== Input for this task

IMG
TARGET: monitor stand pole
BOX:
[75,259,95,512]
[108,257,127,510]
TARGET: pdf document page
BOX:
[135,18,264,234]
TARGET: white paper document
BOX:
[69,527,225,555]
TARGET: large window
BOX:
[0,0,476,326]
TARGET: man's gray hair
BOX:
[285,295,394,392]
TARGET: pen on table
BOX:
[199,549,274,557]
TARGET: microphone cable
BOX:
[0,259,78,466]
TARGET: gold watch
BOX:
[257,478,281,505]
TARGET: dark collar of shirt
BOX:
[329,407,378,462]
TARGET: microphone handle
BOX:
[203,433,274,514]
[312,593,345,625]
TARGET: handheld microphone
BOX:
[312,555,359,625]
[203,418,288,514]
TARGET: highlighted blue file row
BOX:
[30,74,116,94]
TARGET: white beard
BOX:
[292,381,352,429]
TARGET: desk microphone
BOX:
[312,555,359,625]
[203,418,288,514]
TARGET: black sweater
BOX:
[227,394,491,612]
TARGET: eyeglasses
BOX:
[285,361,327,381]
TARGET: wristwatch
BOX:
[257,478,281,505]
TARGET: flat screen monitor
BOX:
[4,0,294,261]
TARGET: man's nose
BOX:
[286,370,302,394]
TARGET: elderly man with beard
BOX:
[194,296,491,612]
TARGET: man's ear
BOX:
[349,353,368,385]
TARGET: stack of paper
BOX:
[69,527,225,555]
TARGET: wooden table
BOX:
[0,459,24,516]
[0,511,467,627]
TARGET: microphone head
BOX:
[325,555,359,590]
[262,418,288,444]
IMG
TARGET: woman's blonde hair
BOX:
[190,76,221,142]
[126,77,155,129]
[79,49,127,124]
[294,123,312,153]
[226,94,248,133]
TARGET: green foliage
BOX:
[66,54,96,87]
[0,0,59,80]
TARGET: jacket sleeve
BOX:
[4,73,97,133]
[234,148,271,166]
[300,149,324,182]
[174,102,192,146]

====

Exercise: Could you reproduce all of the data above word for word, line by line, with nothing changed or left out?

Answer to the task:
IMG
TARGET: monitor stand pole
BOX:
[75,259,95,512]
[108,257,127,510]
TARGET: pdf document page
BOX:
[135,18,264,234]
TARGET: white paper document
BOX:
[69,527,225,555]
TARGET: large window
BOX:
[0,0,476,326]
TARGET: man's gray hair
BOX:
[285,295,394,392]
TARGET: pen on table
BOX:
[199,549,274,557]
TARGET: microphone cable
BOX:
[0,259,78,466]
TARGET: gold watch
BOX:
[257,478,281,505]
TARGET: dark collar of shirt
BOX:
[329,407,378,462]
TARGET: microphone handle
BOX:
[203,433,274,514]
[312,593,345,625]
TARGET: handheld microphone
BOX:
[312,555,359,625]
[203,418,288,514]
TARGET: highlighted blue file row
BOX:
[30,74,116,94]
TARGET: white beard
BOX:
[292,381,352,429]
TARGET: desk microphone
BOX:
[312,555,359,625]
[203,418,288,514]
TARGET: black sweater
BOX:
[227,394,491,612]
TARGET: eyeglasses
BOX:
[285,361,327,381]
TARGET: wristwatch
BOX:
[257,478,281,505]
TARGET: flat screen monitor
BOX:
[4,0,294,261]
TARGET: man's nose
BOX:
[286,370,302,394]
TARGET: elderly man with beard
BOX:
[194,296,491,612]
TARGET: man's ear
BOX:
[349,353,368,385]
TARGET: stack of paper
BOX:
[69,527,225,555]
TARGET: wooden table
BOX:
[0,459,24,516]
[0,511,467,627]
TARGET: microphone head
BOX:
[325,555,359,590]
[262,418,288,444]
IMG
TARGET: woman's blonde hair
BOX:
[190,76,221,142]
[126,77,155,129]
[79,49,127,124]
[294,123,312,153]
[226,94,248,133]
TARGET: green foliage
BOX:
[66,54,96,87]
[0,0,59,80]
TARGET: jacket sleeve
BOX:
[4,73,97,133]
[234,148,271,166]
[300,149,324,182]
[174,102,192,146]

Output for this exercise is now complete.